### Exercise objective
Decide whether each statement below agrees with the passage on δPKC substrates. Answer yes or no for each, and quote the deciding words of the passage. (a) The mutation puts a bulky amino acid in place of a small residue in the ATP-binding pocket. (b) The wild-type kinase cannot efficiently use the ATP analogs as phosphate donors. (c) The lack of specificity of kinase activators and inhibitors limits how studies using them can be interpreted.

Molecular mechanisms of disease progression: identification of δPKC substrates

The beneficial effects of TAT–δV1-1 in models of ischemia and hypertension have increased interest in understanding the molecular and cellular actions of δPKC in disease progression. A detailed understanding of δPKC signaling pathways will ultimately require identification of δPKC substrates. Traditionally, δPKC substrates have been identified using pharmacological strategies with kinase activators or inhibitors, but lack of specificity of these modulators limits interpretation of these studies. However, recent work by Shokat and colleagues (18) has led to a novel chemical genetics approach to identifying immediate substrates of kinases. The approach targets the structurally conserved ATP-binding pocket within all kinases to generate mutant alleles that can utilize specific ATP analogs in addition to ATP. The mutation creates a “hole” by replacing a conserved bulky amino acid (e.g., valine or methionine) with a small residue (alanine or glycine) in the ATP-binding pocket (Figure 2). A series of ATP analogs (benzyl-ATP) possessing a side group to fit into the engineered hole have been generated. Only the analog-sensitive (as-) mutant, not the wild-type kinase, can efficiently use these ATP analogs as phosphate donors. Therefore, only unique substrates of the as-kinase are labeled by the ATP analogs. A modification of this approach that generates a thiophosphate ester at the phosphorylation site for detection with an antibody has been successfully used to identify direct substrates of as-kinases (18). In our view, an as-δPKC mutant will be an important tool for identifying specific δPKC substrates phosphorylated in response to ischemia and reperfusion, hypertension, and microvascular dysfunction. The δPKC signaling pathways revealed during disease progression should facilitate the development of additional δPKC-based therapeutic strategies.

### Exercise data
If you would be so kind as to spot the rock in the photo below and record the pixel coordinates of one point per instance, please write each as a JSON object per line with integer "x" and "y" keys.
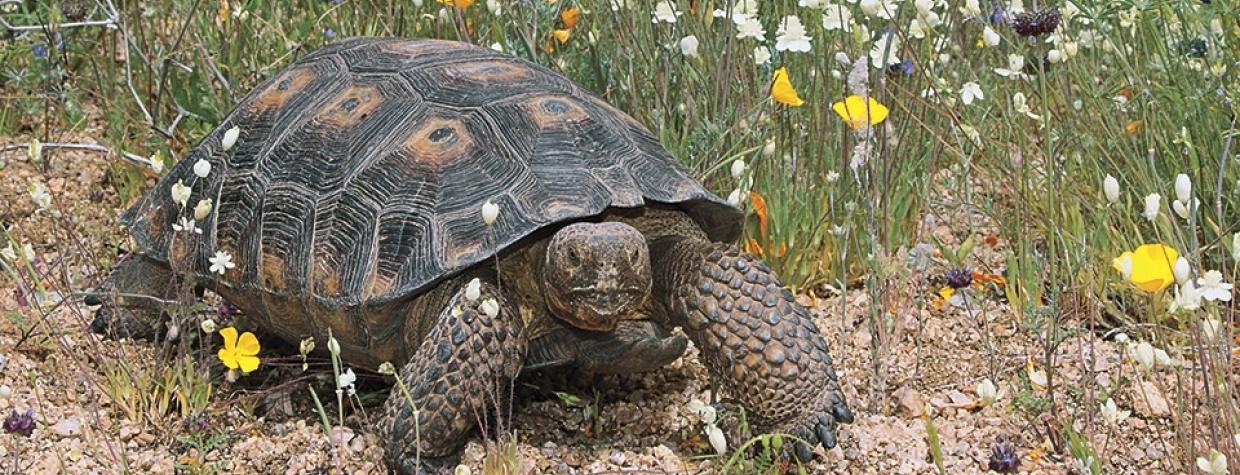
{"x": 909, "y": 402}
{"x": 959, "y": 398}
{"x": 1150, "y": 401}
{"x": 67, "y": 427}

### Answer to this problem
(a) No: "replacing a conserved bulky amino acid (e.g., valine or methionine) with a small residue (alanine or glycine)"
(b) Yes: "Only the analog-sensitive (as-) mutant, not the wild-type kinase, can efficiently use these ATP analogs as phosphate donors."
(c) Yes: "lack of specificity of these modulators limits interpretation of these studies"